4.4Compte tenu de ce qui précède, la Commission de recours des réfugiés n’a pas ajouté foi aux explications de l’auteur concernant l’ampleur de la vendetta. Elle a rejeté la requête de l’auteur tendant à faire suspendre la procédure en attendant l’issue de sa demande d’obtention d’une déclaration du médiateur au motif que les lettres de ce type étaient monnaie courante. En ce qui concerne l’épouse de l’auteur, la Commission a souligné que celle-ci avait invoqué uniquement les mêmes motifs que son mari à l’appui de sa demande d’asile, sans faire valoir d’autres arguments. La Commission a donc conclu que, contrairement à ce qu’exige l’article 7 de la loi sur les étrangers, l’auteur et sa famille n’avaient pas démontré qu’il était probable qu’ils courraient personnellement un risque précis d’être persécutés, ni un risque réel d’être victimes de mauvais traitements.

4.5Le 25 février 2015, rappelant sa décision du 11 juin 2014, la Commission de recours des réfugiés a refusé de rouvrir la procédure d’asile engagée par l’auteur. Elle a fait observer que, si elle avait jugé véridique le déroulement des événements décrit par l’auteur, elle n’avait pas pu ajouter foi au témoignage de celui-ci concernant l’ampleur de la vendetta. Elle a réaffirmé que celle-ci relevait du droit privé et que l’auteur devait demander la protection des autorités locales. En outre, elle a constaté que les autres familles n’avaient pas personnellement menacé l’auteur ni pris contact avec lui depuis très longtemps, que les meurtres commis dans le contexte de la vendetta avaient fait l’objet d’une enquête qui avait abouti à la condamnation des coupables, et qu’au lieu de demander l’asile lors de son séjour en Italie, l’auteur était retourné en Albanie où il s’était installé. Le fait que l’auteur soit le seul homme de la famille à vivre encore en Albanie ne changeait rien à ces conclusions. La Commission a de surcroît jugé que la tentative de meurtre commise contre le neveu de l’auteur le 16 août 2014 n’avait aucun lien avec la vendetta et que la lettre d’Asylret datée du 27 octobre 2014 et la tentative de meurtre elle-même paraissaient fabriquées de toutes pièces. Pour cette raison également, elle n’a accordé aucun poids aux lettres que l’Albanian Human Rights Group lui a adressées à l’appui de la demande de l’auteur. Elle a aussi rejeté l’argument selon lequel l’auteur pouvait prétendre à une protection subsidiaire au titre de la législation européenne, au motif que les règles applicables en matière de protection subsidiaire n’étaient pas reconnues dans la législation danoise. Compte tenu de ces circonstances, la Commission a conclu que l’auteur et sa famille n’avaient pas démontré qu’en cas de retour forcé en Albanie, ils seraient exposés à un risque réel de persécution ou de mauvais traitements au sens de l’article 7 de la loi sur les étrangers.

§ **Entrées**:
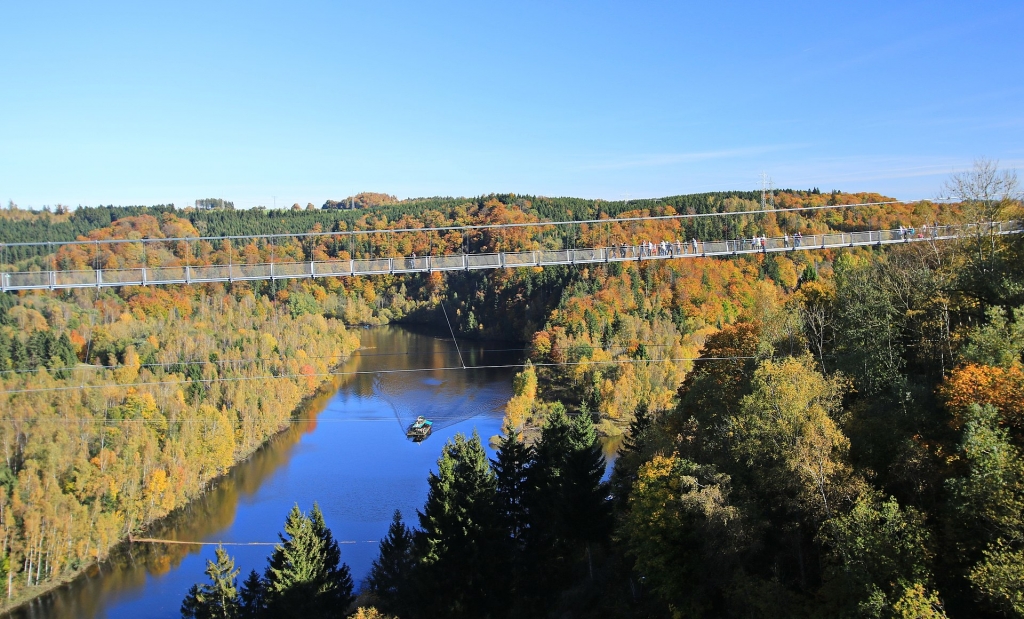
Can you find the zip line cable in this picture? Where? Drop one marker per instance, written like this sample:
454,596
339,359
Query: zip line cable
221,362
341,234
373,372
454,340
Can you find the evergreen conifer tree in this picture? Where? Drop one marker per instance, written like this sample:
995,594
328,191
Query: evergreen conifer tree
459,525
335,580
512,476
586,514
303,576
391,572
218,599
252,597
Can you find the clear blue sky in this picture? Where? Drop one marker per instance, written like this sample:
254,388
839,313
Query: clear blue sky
138,104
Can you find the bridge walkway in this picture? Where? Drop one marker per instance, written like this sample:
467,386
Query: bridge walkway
678,249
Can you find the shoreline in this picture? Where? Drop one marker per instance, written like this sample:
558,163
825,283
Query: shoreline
122,548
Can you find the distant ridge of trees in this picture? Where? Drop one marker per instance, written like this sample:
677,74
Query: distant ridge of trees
364,200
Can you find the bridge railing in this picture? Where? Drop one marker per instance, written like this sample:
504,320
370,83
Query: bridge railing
139,276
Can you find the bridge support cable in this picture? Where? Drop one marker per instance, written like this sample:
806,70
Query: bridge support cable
645,250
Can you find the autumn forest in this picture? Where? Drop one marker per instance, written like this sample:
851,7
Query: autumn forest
808,434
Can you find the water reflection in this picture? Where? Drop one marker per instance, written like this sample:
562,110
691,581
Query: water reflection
348,451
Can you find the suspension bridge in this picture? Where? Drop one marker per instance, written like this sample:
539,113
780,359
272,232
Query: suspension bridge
653,249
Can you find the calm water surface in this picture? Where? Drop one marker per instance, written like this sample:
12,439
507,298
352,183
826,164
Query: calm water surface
349,453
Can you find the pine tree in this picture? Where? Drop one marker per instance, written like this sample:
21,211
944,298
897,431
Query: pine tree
459,525
252,597
585,512
512,471
512,477
304,577
335,581
218,600
391,572
18,354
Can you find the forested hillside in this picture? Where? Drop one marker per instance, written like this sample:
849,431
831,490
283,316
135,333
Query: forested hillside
815,434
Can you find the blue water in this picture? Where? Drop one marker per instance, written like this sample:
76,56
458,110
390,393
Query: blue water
350,454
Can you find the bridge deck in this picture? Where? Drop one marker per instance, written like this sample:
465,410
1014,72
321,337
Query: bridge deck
156,276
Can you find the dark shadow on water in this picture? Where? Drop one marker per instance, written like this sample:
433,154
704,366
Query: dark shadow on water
370,408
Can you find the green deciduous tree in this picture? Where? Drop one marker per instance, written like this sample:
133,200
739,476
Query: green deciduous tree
876,553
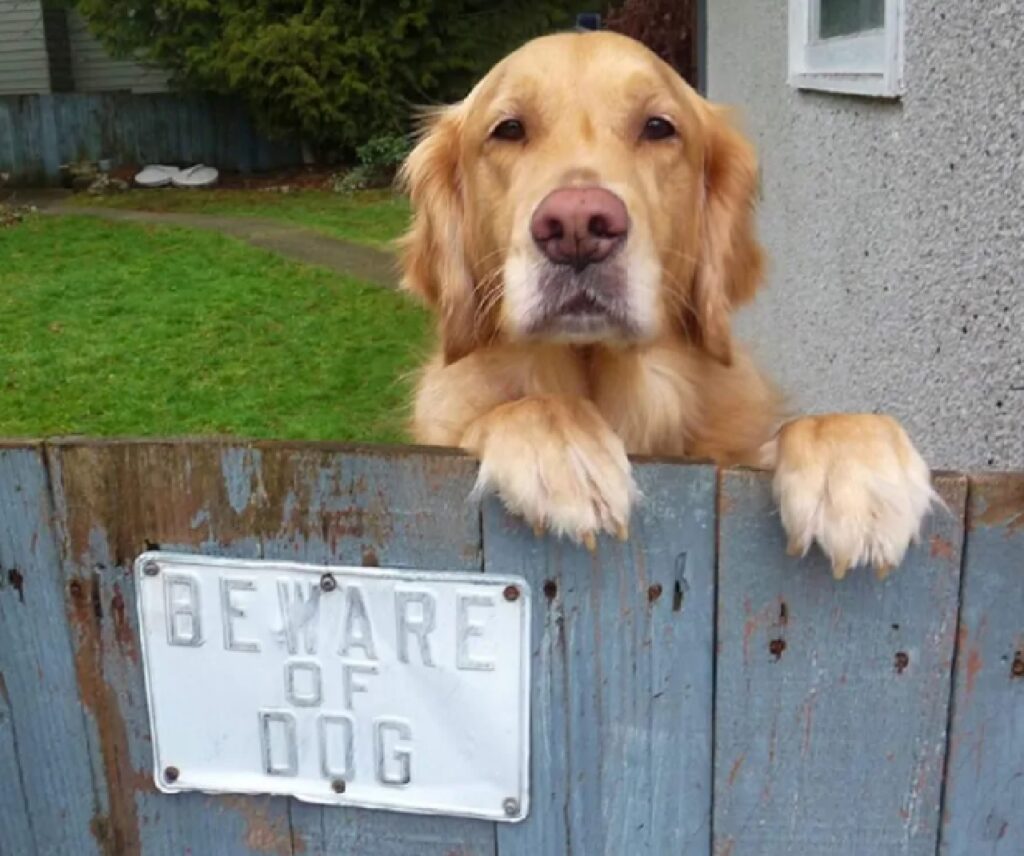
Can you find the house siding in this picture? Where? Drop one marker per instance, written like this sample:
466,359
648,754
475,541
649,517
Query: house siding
95,72
893,227
24,63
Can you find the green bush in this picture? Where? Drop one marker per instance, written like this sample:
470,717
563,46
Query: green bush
338,73
379,160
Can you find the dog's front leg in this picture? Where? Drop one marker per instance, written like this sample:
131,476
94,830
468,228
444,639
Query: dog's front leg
554,461
854,484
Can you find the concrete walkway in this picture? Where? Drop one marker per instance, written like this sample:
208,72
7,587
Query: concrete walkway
290,241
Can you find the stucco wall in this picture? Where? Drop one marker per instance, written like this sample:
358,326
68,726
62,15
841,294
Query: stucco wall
896,230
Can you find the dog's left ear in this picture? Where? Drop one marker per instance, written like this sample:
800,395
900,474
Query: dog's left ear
433,251
730,263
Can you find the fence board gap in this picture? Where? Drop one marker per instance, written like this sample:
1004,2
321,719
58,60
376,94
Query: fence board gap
984,800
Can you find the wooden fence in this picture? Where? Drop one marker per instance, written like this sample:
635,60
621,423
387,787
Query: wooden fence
694,691
38,133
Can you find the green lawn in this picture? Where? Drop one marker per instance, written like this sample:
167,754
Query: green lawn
124,330
373,217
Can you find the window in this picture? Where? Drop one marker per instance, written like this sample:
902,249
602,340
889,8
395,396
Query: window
851,46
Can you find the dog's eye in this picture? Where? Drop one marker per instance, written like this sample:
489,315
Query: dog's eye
509,129
658,128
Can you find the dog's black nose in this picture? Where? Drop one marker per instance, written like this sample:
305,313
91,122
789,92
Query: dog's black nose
580,225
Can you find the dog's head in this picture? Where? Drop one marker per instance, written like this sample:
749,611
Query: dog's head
582,193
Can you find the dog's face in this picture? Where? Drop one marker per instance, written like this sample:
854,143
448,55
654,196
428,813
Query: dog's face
582,193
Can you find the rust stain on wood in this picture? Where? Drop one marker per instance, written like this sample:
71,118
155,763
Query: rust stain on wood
264,835
123,632
16,580
998,502
117,833
941,548
974,666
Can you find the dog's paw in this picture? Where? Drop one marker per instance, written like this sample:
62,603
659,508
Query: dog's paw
854,484
556,463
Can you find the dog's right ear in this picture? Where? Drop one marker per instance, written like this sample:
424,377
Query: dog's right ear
433,251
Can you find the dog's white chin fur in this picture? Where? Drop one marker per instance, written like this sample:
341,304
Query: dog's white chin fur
522,301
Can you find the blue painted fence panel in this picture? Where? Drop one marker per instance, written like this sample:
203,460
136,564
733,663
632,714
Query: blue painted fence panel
40,700
38,133
694,691
832,697
984,810
622,681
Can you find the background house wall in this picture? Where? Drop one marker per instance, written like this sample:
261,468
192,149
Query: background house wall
24,63
895,229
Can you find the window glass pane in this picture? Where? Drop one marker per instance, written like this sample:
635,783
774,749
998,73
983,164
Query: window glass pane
843,17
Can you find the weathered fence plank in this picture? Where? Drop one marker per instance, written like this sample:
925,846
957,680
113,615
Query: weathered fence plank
622,685
397,508
830,700
832,697
14,822
40,132
39,699
984,808
114,501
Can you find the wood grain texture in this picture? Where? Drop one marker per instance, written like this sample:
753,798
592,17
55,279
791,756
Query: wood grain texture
622,682
14,815
832,697
113,502
398,509
39,700
984,809
39,132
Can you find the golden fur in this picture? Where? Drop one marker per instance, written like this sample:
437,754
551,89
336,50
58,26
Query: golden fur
552,416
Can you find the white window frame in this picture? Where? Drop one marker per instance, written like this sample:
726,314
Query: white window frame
862,63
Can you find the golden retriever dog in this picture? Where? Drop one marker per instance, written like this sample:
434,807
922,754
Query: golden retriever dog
584,229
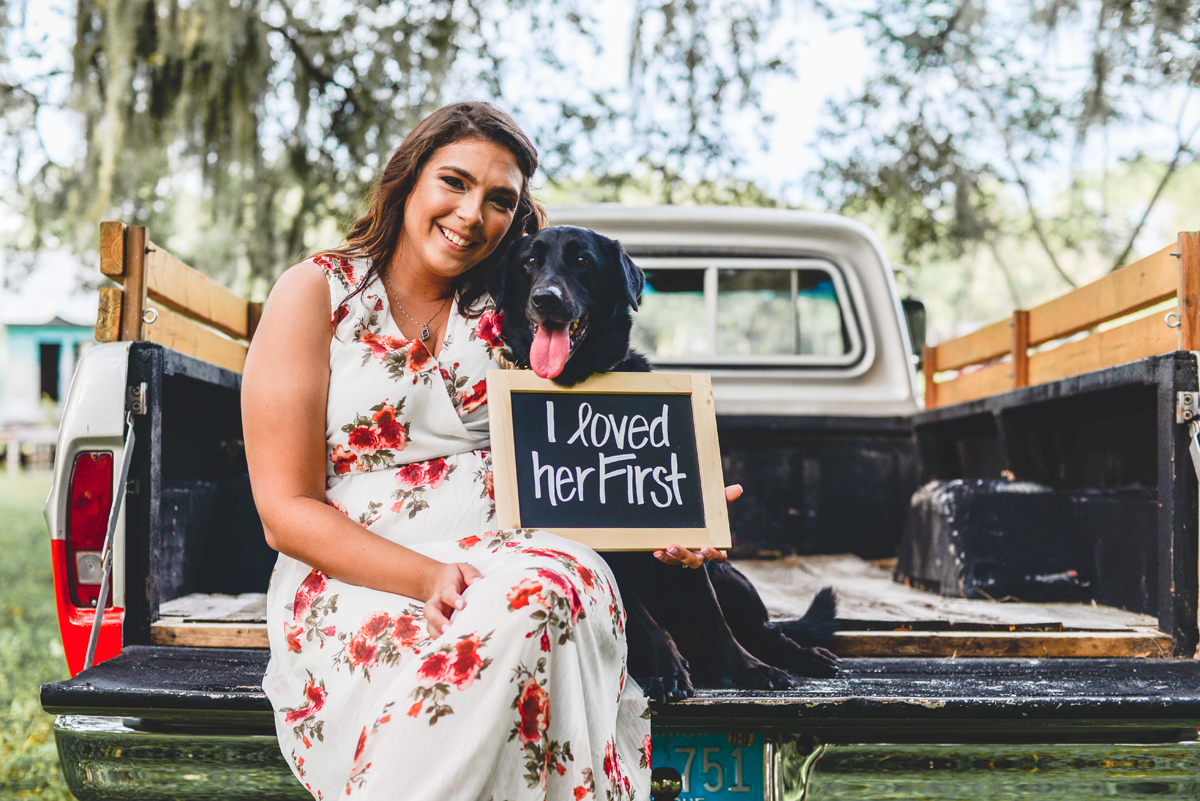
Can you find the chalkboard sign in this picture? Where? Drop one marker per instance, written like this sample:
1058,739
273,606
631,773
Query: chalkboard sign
621,462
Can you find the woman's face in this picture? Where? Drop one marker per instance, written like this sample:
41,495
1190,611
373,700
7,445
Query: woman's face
460,209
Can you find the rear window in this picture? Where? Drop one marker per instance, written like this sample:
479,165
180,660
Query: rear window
793,312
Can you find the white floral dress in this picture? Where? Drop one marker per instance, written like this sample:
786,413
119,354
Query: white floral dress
525,694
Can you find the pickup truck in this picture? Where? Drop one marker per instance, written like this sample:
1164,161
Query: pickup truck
1032,473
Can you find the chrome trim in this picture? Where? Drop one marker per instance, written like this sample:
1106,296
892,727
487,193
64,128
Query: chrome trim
118,758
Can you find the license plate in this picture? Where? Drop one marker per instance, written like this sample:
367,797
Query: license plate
714,766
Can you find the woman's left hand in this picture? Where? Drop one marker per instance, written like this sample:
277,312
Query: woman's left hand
685,558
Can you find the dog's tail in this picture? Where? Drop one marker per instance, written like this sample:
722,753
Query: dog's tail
819,624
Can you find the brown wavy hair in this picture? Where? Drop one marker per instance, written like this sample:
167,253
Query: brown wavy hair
377,233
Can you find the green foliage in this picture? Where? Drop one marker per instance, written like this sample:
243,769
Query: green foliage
262,122
30,649
978,108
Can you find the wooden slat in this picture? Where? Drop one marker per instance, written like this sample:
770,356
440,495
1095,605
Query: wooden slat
929,367
1005,644
108,318
189,337
112,248
1189,290
184,289
989,342
1151,644
976,384
1138,339
135,281
1020,348
1131,288
167,631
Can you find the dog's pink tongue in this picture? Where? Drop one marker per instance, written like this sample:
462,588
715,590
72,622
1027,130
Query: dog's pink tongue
550,349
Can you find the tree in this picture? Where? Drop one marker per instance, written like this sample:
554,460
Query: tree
961,136
267,119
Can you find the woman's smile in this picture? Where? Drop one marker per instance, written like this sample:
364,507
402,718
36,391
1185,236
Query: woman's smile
460,209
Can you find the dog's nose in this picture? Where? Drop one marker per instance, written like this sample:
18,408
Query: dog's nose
546,299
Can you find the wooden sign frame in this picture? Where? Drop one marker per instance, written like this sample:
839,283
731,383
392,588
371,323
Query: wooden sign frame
715,534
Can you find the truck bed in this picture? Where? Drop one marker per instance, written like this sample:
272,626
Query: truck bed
879,618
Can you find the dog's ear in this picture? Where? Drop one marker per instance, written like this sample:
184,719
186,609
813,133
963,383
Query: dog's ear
634,277
497,279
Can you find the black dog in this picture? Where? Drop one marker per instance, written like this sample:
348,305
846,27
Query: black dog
565,295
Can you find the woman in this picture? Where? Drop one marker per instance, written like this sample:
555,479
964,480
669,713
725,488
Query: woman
417,654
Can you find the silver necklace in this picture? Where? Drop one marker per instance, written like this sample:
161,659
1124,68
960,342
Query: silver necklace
425,326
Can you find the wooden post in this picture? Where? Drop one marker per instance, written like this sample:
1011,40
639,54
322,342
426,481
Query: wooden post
1189,290
108,317
1020,348
112,250
135,282
929,366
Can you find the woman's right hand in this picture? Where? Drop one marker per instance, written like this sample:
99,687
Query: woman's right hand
442,589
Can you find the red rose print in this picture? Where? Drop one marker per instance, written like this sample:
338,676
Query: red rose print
342,459
364,439
361,651
436,667
292,637
381,344
489,327
534,708
466,663
406,633
436,471
316,697
411,475
312,585
520,595
419,357
375,624
477,397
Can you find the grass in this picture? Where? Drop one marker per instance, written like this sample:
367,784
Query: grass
30,649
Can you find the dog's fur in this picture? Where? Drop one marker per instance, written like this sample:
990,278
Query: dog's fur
706,625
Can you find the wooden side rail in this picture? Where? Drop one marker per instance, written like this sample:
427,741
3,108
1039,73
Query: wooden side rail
191,313
1000,354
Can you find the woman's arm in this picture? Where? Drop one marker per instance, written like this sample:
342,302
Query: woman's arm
283,396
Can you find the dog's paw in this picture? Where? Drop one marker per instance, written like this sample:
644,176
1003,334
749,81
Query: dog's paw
669,688
816,663
763,676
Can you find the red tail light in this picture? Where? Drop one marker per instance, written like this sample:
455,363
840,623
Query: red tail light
90,501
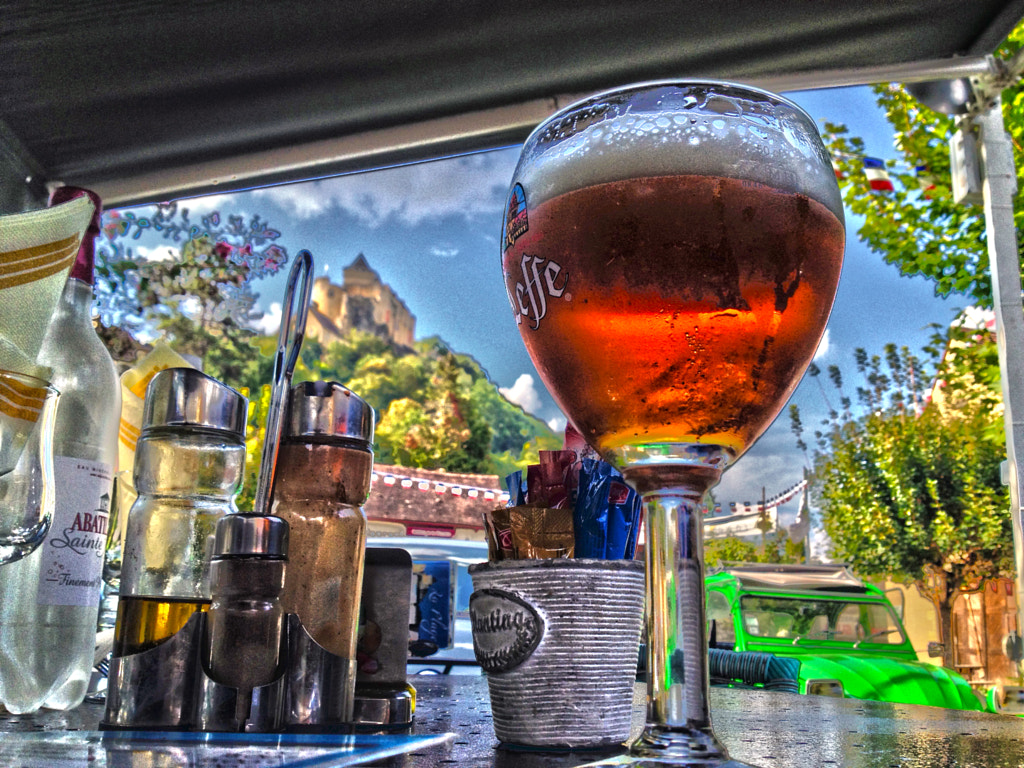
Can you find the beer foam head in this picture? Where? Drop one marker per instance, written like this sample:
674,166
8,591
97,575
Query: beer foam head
662,129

§ **Objectif visé A**: Relevez toutes les dates mentionnées dans l'extrait sur la procédure d'asile, dans l'ordre où elles apparaissent.
§ **Objectif visé B**: Filtrez les entrées en recopiant chaque ligne qui contient le mot « right », en respectant la casse.
L'extrait et les entrées proviennent de sources distinctes.

§ **Réponse correcte A**:
25 février 2015
11 juin 2014
16 août 2014
27 octobre 2014

§ **Réponse correcte B**:
Can you find the dog's right ear in this picture? Where? Drop one marker per instance, written like this sample:
Query: dog's right ear
Can you find the woman's right hand in this picture? Where? Drop one marker per instance, written like this sample:
Query: woman's right hand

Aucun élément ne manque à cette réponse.